FIG. 1 and the detailed description at col. 3–4 directly map to the "plurality of workers," "respective actor," and "shared memory" limitations of Claims 1, 9, and 17. FIG. 2 (steps 202–220) provides direct support for Claim 6's accumulated gradient update and conditional shared-memory write limitation. The Q-learning and SARSA embodiments in FIGS. 3–4 support the RL technique application recited in the independent claims, and FIG. 5 supports the policy network variant. No independent claim limitation lacks a corresponding description passage.
All three independent claims use "comprising" — the correct open-ended transition for a software/AI patent that should not exclude implementations with additional components such as a centralized parameter server or experience replay buffer. Claim 17's CRM preamble uses "storing instructions" followed by "comprising" for the operations, which is the accepted format for CRM claims at the USPTO. No restrictive "consisting of" or "consisting essentially of" transitions appear, which is strategically appropriate for a training system architecture where additional operational steps are likely.
No "means for" or "step for" language appears in any of the 20 claims, eliminating direct §112(f) invocation risk. The system claim (Claim 9) is drafted as "one or more computers" and "one or more storage devices" with recited structural components, rather than functional "means" elements. Functional language in the claims (e.g., "configured to operate independently," "configured to generate training data") is anchored to the structural computer/storage device elements, which courts have generally held sufficient to avoid §112(f) interpretation under Williamson v. Citrix.

### Record extracts:
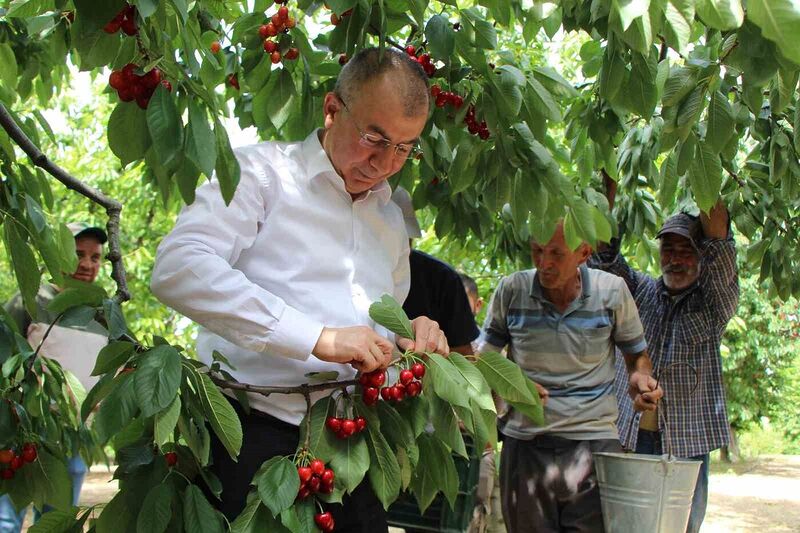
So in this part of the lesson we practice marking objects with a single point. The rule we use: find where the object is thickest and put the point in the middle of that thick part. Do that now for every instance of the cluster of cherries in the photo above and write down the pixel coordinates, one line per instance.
(473, 126)
(423, 59)
(125, 20)
(131, 86)
(10, 461)
(446, 97)
(314, 478)
(281, 22)
(345, 428)
(408, 385)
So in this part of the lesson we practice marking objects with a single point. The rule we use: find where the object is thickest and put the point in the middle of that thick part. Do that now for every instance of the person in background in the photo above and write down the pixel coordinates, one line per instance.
(561, 323)
(281, 279)
(436, 288)
(685, 312)
(74, 347)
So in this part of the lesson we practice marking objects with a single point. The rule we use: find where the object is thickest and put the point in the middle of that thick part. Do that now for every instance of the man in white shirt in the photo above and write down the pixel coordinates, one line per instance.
(282, 279)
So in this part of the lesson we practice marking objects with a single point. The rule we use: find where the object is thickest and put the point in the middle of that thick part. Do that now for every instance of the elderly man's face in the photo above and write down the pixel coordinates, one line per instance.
(377, 109)
(90, 254)
(680, 265)
(556, 264)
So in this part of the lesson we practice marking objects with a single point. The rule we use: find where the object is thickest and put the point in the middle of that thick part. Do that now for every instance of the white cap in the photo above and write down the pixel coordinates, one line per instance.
(401, 197)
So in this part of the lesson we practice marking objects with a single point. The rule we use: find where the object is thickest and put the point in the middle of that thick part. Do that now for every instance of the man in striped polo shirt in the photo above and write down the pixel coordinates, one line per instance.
(561, 323)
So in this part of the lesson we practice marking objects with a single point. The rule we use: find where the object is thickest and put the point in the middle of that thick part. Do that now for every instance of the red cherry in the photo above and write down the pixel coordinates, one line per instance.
(348, 427)
(361, 423)
(333, 423)
(304, 473)
(112, 27)
(378, 378)
(387, 393)
(270, 46)
(406, 376)
(370, 396)
(17, 462)
(324, 521)
(317, 467)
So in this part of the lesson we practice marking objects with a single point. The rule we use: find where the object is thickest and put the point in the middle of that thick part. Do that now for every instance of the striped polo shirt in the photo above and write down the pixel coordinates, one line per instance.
(571, 354)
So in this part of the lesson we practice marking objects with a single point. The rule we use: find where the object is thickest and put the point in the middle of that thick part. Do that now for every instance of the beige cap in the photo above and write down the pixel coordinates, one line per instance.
(401, 197)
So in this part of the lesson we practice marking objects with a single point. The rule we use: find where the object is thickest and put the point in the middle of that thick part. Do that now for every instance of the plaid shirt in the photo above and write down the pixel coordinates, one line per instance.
(685, 328)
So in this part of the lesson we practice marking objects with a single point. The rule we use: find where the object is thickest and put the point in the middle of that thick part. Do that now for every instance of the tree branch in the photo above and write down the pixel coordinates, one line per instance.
(113, 208)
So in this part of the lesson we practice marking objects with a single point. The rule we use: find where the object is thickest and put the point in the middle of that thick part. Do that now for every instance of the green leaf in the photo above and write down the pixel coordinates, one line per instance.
(221, 415)
(198, 515)
(705, 177)
(389, 314)
(441, 37)
(156, 510)
(505, 378)
(779, 21)
(384, 472)
(720, 125)
(157, 378)
(227, 167)
(448, 384)
(25, 267)
(200, 148)
(111, 357)
(278, 484)
(721, 14)
(165, 422)
(445, 425)
(8, 67)
(477, 387)
(164, 125)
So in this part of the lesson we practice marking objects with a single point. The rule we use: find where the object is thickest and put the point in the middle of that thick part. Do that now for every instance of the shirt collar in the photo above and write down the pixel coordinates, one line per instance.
(586, 285)
(318, 164)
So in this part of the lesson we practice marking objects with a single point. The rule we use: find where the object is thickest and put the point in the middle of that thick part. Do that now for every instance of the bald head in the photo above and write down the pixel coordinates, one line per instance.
(409, 81)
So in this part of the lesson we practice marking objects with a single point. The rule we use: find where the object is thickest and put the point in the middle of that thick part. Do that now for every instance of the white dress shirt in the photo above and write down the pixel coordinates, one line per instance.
(292, 253)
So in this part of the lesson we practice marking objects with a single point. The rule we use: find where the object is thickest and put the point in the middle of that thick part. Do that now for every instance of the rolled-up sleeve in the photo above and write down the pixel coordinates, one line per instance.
(193, 270)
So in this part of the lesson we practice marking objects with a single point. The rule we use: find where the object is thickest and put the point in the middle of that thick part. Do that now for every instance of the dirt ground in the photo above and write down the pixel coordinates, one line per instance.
(757, 495)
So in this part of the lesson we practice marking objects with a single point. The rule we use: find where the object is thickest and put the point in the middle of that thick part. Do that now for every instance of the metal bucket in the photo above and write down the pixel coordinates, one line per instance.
(645, 493)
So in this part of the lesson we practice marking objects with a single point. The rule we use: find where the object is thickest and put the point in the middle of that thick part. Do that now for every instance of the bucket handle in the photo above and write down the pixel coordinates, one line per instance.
(667, 442)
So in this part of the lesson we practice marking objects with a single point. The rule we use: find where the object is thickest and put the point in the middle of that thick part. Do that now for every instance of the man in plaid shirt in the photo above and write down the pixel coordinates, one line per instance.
(684, 314)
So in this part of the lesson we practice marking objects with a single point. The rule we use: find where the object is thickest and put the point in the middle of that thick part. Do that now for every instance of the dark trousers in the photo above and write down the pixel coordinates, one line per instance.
(548, 484)
(649, 442)
(266, 437)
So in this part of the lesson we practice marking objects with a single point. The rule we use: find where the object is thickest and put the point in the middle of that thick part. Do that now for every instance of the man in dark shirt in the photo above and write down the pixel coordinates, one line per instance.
(436, 288)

### Required task 1:
List every claim in the patent claim analysis that is identified by its individual number.
### Required task 2:
Transcribe the patent claim analysis word for word, starting at the words "FIG. 1 and the" and ending after "corresponding description passage.".
The records are separate material and have nothing to do with the patent claim analysis.

### Worked solution 1:
Claim 1, Claim 6, Claim 9, Claim 17

### Worked solution 2:
FIG. 1 and the detailed description at col. 3–4 directly map to the "plurality of workers," "respective actor," and "shared memory" limitations of Claims 1, 9, and 17. FIG. 2 (steps 202–220) provides direct support for Claim 6's accumulated gradient update and conditional shared-memory write limitation. The Q-learning and SARSA embodiments in FIGS. 3–4 support the RL technique application recited in the independent claims, and FIG. 5 supports the policy network variant. No independent claim limitation lacks a corresponding description passage.